Activity: Pull out every line below containing the word "instance".

Entries supplied:
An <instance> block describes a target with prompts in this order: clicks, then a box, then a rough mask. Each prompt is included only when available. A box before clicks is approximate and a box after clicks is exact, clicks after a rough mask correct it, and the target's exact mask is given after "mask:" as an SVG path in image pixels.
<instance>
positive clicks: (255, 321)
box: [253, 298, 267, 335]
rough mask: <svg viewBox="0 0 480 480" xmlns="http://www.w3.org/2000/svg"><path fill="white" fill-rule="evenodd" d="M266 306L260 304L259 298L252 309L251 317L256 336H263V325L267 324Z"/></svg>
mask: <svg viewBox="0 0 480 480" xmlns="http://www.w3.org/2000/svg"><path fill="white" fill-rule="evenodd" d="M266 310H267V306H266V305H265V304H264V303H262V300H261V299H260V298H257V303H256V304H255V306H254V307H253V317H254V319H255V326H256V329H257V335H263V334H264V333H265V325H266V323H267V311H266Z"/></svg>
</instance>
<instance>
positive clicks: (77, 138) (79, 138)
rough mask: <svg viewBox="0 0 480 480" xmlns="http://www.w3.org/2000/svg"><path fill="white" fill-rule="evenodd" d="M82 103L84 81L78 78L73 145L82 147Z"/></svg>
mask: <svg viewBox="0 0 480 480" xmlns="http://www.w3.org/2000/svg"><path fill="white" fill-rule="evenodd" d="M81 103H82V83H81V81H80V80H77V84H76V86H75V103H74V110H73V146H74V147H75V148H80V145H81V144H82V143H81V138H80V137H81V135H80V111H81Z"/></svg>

Task solution:
An <instance> block describes a target with prompts in this order: clicks, then a box, then a rough mask. Each prompt is included only when available. A box before clicks is approximate and a box after clicks is exact, clicks after a rough mask correct it, and the target's exact mask is given after "mask:" as an SVG path in image pixels.
<instance>
</instance>
<instance>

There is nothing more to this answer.